What this task involves -
Copy the complete listing that follows, letter for letter.

++++

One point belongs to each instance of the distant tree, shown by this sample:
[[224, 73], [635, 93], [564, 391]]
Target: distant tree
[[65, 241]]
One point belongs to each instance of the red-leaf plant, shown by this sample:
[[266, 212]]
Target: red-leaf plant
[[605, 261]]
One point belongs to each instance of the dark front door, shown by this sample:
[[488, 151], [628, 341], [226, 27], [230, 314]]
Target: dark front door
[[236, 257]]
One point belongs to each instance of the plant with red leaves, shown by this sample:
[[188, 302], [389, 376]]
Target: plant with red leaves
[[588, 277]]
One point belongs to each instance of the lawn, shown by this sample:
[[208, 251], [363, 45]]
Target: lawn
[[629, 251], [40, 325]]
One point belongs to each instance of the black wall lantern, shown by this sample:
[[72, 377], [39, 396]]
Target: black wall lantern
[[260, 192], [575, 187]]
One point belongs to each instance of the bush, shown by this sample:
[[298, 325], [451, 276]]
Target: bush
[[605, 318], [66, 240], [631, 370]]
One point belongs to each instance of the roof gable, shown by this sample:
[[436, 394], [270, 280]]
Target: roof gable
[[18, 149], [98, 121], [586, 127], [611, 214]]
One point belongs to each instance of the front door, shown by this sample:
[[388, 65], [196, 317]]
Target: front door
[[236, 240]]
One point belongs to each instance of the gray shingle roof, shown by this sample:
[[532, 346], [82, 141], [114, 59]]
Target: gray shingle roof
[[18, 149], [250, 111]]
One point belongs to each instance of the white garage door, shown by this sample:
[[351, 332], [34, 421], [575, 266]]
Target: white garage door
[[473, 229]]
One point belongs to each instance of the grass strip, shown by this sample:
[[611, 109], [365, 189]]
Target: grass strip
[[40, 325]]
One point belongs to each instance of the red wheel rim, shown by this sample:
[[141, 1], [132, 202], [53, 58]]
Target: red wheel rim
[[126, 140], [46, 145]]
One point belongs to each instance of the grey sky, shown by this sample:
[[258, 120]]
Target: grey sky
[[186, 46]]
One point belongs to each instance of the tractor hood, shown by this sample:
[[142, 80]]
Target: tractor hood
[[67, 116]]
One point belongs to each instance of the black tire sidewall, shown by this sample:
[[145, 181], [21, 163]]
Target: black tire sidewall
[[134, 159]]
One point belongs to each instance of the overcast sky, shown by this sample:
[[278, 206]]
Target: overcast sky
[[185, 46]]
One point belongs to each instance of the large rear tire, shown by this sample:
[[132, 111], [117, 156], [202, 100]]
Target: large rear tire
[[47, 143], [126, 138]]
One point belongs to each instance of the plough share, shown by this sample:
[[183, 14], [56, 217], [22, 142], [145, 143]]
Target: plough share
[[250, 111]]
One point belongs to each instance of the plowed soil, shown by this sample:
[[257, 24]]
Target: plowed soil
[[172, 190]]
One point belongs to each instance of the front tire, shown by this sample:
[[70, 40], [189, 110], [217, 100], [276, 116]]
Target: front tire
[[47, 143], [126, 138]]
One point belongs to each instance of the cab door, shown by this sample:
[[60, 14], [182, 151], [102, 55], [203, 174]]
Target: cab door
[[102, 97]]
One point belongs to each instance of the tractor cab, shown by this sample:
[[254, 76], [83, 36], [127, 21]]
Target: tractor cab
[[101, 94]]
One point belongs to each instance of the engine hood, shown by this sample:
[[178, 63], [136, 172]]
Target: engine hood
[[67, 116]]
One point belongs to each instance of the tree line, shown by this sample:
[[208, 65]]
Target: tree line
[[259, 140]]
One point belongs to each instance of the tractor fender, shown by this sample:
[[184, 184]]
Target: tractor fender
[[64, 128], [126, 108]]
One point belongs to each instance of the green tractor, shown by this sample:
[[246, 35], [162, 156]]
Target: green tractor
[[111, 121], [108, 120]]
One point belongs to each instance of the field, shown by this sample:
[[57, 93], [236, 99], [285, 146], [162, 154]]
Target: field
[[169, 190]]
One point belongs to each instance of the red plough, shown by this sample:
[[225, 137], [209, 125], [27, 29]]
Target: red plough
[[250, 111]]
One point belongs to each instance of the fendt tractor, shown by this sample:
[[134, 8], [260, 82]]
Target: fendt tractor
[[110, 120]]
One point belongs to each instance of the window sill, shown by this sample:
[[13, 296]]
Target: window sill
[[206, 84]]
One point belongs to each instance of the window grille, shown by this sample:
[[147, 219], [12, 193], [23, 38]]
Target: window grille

++++

Answer for this exercise -
One point belongs to each instance of the distant tree, shown by this sample:
[[224, 73], [635, 93], [564, 391]]
Target: distant tree
[[65, 241]]
One point belongs to each instance of the red-leaf plant, shown by this sample:
[[266, 212]]
Target: red-leaf plant
[[605, 261]]
One point belongs to each instance of the dark front door, shown by this sample:
[[488, 151], [628, 341], [226, 27], [230, 314]]
Target: dark front door
[[236, 257]]
One point belongs to each instance of the plant with red leaves, shown by this sample:
[[188, 302], [389, 376]]
Target: plant with red leaves
[[588, 277]]
One point belongs to each instance of the lawn, shown by this sample:
[[208, 251], [363, 45]]
Target: lawn
[[629, 251], [40, 325]]
One point belongs to each instance of the black wall lantern, shown by this sample:
[[72, 377], [39, 396]]
Target: black wall lantern
[[260, 192], [575, 187]]
One point belongs to each instance of the bush, shown by this sample:
[[298, 325], [451, 276]]
Target: bush
[[605, 318], [66, 240], [631, 370]]
One point belongs to each instance of the roof gable, shown by this sample:
[[436, 394], [270, 280]]
Target: roof gable
[[18, 149], [98, 121], [586, 127], [611, 214]]
One point belongs to each instance of the front door, shown by this sample:
[[388, 65], [196, 317]]
Target: front door
[[236, 240]]
One point belongs to each instance of the gray shingle roof, shown by this sample:
[[532, 346], [82, 141], [114, 59]]
Target: gray shingle roof
[[18, 149], [250, 111]]
One point belongs to each instance of the white garage door, shown by this sample:
[[351, 332], [34, 421], [575, 266]]
Target: white garage door
[[473, 229]]
One point belongs to each instance of the grass strip, shown by this sample:
[[611, 109], [365, 189]]
Target: grass strip
[[40, 325]]
One point belongs to each instance of the red wheel rim, shown by this sample:
[[141, 1], [132, 202], [53, 58]]
Target: red wheel rim
[[126, 140], [46, 145]]
One point belongs to each instance of the grey sky, shown by this sample:
[[258, 120]]
Target: grey sky
[[186, 46]]
One point belongs to each instance of the tractor hood, shown by this sample:
[[142, 80]]
Target: tractor hood
[[67, 116]]
One point belongs to each instance of the black tire sidewall, shown by this sample:
[[145, 181], [21, 163]]
Target: black tire sidewall
[[134, 159]]
One point belongs to each instance of the overcast sky, shown by this sample:
[[278, 206]]
Target: overcast sky
[[185, 46]]
One point belongs to each instance of the large rear tire, shown by this sample:
[[132, 111], [117, 156], [202, 100]]
Target: large rear tire
[[47, 143], [126, 138]]
One point belongs to each instance of the plough share, shown by this sample:
[[183, 14], [56, 217], [22, 142], [145, 143]]
Target: plough share
[[250, 111]]
One point belongs to each instance of the plowed soil, shown by this sample:
[[257, 24]]
Target: plowed soil
[[172, 190]]
One point belongs to each instance of the front tire, shown by this sample:
[[70, 40], [189, 110], [217, 100], [276, 116]]
Target: front tire
[[47, 143], [126, 138]]
One point belongs to each instance of the cab door, shown by this sample:
[[60, 14], [182, 151], [102, 55], [203, 174]]
Target: cab door
[[102, 97]]
One point belongs to each instance of the tractor cab, shown by this sample:
[[254, 76], [83, 36], [127, 21]]
Target: tractor cab
[[101, 94]]
One point belongs to each instance of the engine hood, shown by this sample:
[[178, 63], [136, 172]]
Target: engine hood
[[67, 116]]
One point belongs to each instance of the tree line, shown by this sample:
[[208, 65]]
Target: tree line
[[259, 140]]
One point belongs to each instance of the tractor fender, shown by this sample:
[[184, 184]]
Target: tractor fender
[[64, 128], [126, 108]]
One point belongs to each instance of the green tractor, shown by this sample:
[[246, 35], [162, 156]]
Target: green tractor
[[111, 121], [108, 120]]
One point belongs to each instance of the field, shown by this sample:
[[57, 93], [236, 99], [285, 146], [162, 154]]
Target: field
[[169, 190]]
One point belongs to each instance of the red plough, shown by this sample:
[[225, 137], [209, 125], [27, 29]]
Target: red plough
[[250, 111]]
One point belongs to each instance of the fendt tractor, shown by this sample:
[[134, 8], [260, 82]]
Target: fendt tractor
[[110, 120]]
One point belongs to each instance of the window sill, shown by this sample:
[[13, 296]]
Target: window sill
[[206, 84]]
One point belongs to each instance of the window grille, shown by this sample:
[[147, 219], [12, 193], [23, 38]]
Target: window grille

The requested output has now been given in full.